**Required work:**
(1) Reproduce the outboard thread from "Two-stroke engines are" up to and including "weights required below.", substituting "balance" for "stability".
(2) Decide whether each statement agrees with the outboard thread, answering yes or no and quoting the words that settle it: (a) Guesser puts a professional install with a decent motor at a minimum of $3000-$4000. (b) Quickstep192 has a 30-foot boat. (c) The quoted Department of Boating and Waterways material says two-stroke engines are banned on all waterways in California.

**Selected excerpt:**
■ ■ ■ ■ ■ ■ ■
# outboard for sailboat?



## TSOJOURNER (Dec 16, 1999)

I recently cracked the block on my Islander 30 1973 sailboat, someone told me to put a harness on the back and mount a fixed outboard and steer with the helm. What size outboard would be good, long or short shaft, what are the benifits of a 2-cycle or 4-cycle engine, do I need a remote start or is a pull cord better, and can I run the onboard to the onboard gas fuel tank? I need all these answers answered. Also, who could do the job? Anyone have the answers?


----------



## capttb (Dec 13, 2003)

It's difficult (if not illegal) to buy a small 2 stroke in CA these days and under the assumption your tank was for gas it could be used. However the built in tank may have a capacity greater than needed or practical. It's also probably pretty old and you'd want to overhaul it well to clean, check for leakage, venting etc. Might be better with a smaller portable tank above decks. 
Check with some local Honda dealers to see what they would charge to install a 10 HP. That will give you an idea of the high end of prices for the job.


----------



## TSOJOURNER (Dec 16, 1999)

The motor aft of the rudder could afffect manoueverability...you might want to rig up a test before you commit...


----------



## Guesser (Mar 24, 2007)

If you're gonna do it...get 4 stroke with electric start and a cockpit mounted shifter. I'd guess a 9.9 would do, but a 15hp might be better. Most likely you'll need a longshaft (20"), but it depends on where you're able to mount the bracket. You'll also want to have a high thrust prop and a depending on the year and make, a reverse thruster, (for exhaust cavitation). For a professional install, with a decent motor, you're looking at a minimum of $3000-$4000. I'd seriously consider rebuilding your inboard first.


----------



## Quickstep192 (Jan 6, 2001)

I have a 24' boat and my greatest wish would be for an inboard. When the going gets tough, and you're trying to power through rollers, the outboard has trouble keeping the prop in the water. Also, hanging a 15hp outboard on the transom is a lot of weight to add that far aft. Prsumably, the transom is strong enough to support that weight, but if not, you've introduced another problem. By the time you buy a big enough outboard, add a bracket and re-rig your tank, I should think you'll be close to the cost of your re-build and still won't have an inboard.


----------



## Fstbttms (Feb 25, 2003)

capttb said:


> It's difficult (if not illegal) to buy a small 2 stroke in CA these days...


Not so. From The Department of Boating and Waterways website:

*Facts About Two-Stroke Vessel Engines*

Two-stroke engines are not "banned" for use on all waterways in California, nor is there any plan to do so.
General Overview Two-Stroke Vessel Engines


----------



## Boasun (Feb 10, 2007)

It sounds as if you cracked the block of an inboard engine!? If this is the case then replace that engine. The weight of the inboard is figured into the stability of your vessel. So replace it. Whatever you do don't take out the old one for the above reason with replacing weights required below.


----------



## poopdeckpappy (Jul 25, 2006)

True, they're not ban, nor will they be but, they are being phased out.
■ ■ ■ ■ ■ ■ ■
**Data listing:**
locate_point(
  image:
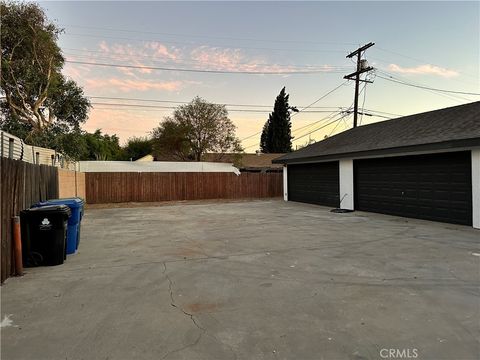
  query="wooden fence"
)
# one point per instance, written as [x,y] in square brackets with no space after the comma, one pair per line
[22,184]
[112,187]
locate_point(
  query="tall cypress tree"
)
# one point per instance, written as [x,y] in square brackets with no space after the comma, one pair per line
[276,134]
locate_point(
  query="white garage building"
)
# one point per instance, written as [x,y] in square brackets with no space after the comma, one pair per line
[424,166]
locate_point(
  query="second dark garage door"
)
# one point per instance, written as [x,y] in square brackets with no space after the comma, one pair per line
[434,187]
[314,183]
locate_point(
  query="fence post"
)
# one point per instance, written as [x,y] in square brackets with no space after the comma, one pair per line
[10,148]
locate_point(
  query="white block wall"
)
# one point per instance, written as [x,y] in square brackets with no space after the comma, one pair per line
[346,184]
[476,187]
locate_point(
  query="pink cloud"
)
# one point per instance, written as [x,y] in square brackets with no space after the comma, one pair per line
[426,69]
[127,85]
[123,122]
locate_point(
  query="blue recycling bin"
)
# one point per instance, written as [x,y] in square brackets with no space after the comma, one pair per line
[76,206]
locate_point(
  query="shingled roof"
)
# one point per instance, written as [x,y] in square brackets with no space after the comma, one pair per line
[452,127]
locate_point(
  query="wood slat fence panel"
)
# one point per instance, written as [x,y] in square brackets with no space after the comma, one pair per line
[21,185]
[113,187]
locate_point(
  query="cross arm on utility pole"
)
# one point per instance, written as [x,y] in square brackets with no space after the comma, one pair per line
[359,50]
[350,76]
[356,76]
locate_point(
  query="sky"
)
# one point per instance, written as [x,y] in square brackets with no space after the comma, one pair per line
[430,44]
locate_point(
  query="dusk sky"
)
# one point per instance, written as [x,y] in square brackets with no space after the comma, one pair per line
[432,44]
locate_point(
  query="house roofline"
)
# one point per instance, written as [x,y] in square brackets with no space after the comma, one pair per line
[444,145]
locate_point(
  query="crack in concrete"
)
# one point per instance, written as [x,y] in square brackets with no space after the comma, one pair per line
[203,331]
[173,304]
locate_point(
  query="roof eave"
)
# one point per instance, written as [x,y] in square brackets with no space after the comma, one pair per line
[444,145]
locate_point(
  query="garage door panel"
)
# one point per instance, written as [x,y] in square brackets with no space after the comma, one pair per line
[314,183]
[435,187]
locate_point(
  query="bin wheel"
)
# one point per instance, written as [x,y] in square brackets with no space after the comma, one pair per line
[35,259]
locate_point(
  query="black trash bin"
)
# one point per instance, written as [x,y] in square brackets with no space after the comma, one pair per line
[44,232]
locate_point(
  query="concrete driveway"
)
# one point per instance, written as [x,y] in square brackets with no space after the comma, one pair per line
[251,280]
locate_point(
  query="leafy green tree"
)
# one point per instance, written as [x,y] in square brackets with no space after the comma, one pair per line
[195,129]
[39,102]
[276,134]
[170,141]
[101,146]
[136,148]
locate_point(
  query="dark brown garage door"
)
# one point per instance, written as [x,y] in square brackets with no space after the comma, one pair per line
[433,187]
[314,183]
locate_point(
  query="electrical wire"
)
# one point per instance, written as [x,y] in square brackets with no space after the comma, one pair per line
[207,36]
[197,44]
[187,102]
[321,127]
[174,107]
[197,70]
[128,56]
[363,105]
[306,107]
[392,79]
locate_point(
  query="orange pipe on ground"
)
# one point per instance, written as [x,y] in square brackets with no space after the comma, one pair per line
[17,246]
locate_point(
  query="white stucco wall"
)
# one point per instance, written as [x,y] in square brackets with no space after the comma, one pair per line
[476,187]
[156,166]
[346,184]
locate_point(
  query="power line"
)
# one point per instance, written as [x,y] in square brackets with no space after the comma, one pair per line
■ ■ ■ ■ ■ ■ ■
**Answers by task:**
(1)
Two-stroke engines are not "banned" for use on all waterways in California, nor is there any plan to do so.
General Overview Two-Stroke Vessel Engines


----------



## Boasun (Feb 10, 2007)

It sounds as if you cracked the block of an inboard engine!? If this is the case then replace that engine. The weight of the inboard is figured into the balance of your vessel. So replace it. Whatever you do don't take out the old one for the above reason with replacing weights required below.

(2)
(a) Yes: "For a professional install, with a decent motor, you're looking at a minimum of $3000-$4000."
(b) No: "I have a 24' boat"
(c) No: "Two-stroke engines are not "banned" for use on all waterways in California, nor is there any plan to do so."